- Records supplied
## BEGIN

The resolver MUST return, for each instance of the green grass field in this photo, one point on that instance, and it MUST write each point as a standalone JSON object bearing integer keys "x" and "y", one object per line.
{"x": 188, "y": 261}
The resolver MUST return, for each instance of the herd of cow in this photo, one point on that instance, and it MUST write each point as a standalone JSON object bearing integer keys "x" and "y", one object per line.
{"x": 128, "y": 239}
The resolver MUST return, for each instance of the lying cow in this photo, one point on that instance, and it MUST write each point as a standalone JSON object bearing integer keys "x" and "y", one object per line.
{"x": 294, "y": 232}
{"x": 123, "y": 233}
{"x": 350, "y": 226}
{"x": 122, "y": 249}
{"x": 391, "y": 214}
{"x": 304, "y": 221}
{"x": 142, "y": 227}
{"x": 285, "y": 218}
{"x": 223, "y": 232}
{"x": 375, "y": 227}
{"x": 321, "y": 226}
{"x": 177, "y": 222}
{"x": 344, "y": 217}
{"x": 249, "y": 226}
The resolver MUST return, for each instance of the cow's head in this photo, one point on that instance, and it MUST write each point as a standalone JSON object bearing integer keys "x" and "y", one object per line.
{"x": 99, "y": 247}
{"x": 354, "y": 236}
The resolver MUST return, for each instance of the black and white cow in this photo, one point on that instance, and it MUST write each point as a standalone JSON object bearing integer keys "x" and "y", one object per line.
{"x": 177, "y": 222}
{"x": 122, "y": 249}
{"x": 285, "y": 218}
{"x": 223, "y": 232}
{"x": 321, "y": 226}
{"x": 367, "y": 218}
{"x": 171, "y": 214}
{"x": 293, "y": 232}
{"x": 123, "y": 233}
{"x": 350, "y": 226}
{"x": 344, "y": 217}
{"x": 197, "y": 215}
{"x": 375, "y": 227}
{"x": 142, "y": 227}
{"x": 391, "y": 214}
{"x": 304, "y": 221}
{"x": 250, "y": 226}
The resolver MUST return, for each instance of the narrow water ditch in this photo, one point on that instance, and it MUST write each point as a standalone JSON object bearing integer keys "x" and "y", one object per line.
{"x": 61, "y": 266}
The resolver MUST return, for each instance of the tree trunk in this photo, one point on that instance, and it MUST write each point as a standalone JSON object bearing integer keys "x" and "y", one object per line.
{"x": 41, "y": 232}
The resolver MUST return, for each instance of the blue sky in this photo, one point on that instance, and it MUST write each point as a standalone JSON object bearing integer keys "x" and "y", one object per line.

## END

- Required work
Could you write out again every line from the one containing "The resolver MUST return, for each instance of the tree" through the last line, both included, requests and all, shifting each x and y coordinate in the answers up by 55?

- Result below
The resolver MUST return, for each instance of the tree trunk in this photo, one point on that instance, and it MUST write each point as a standalone JSON object bearing integer keys "x" and "y", one object per line.
{"x": 96, "y": 287}
The resolver MUST return, for each instance of the blue sky in this photo, one point on that instance, and it MUST write each point as a standalone JSON object bearing integer keys "x" and "y", one object per line.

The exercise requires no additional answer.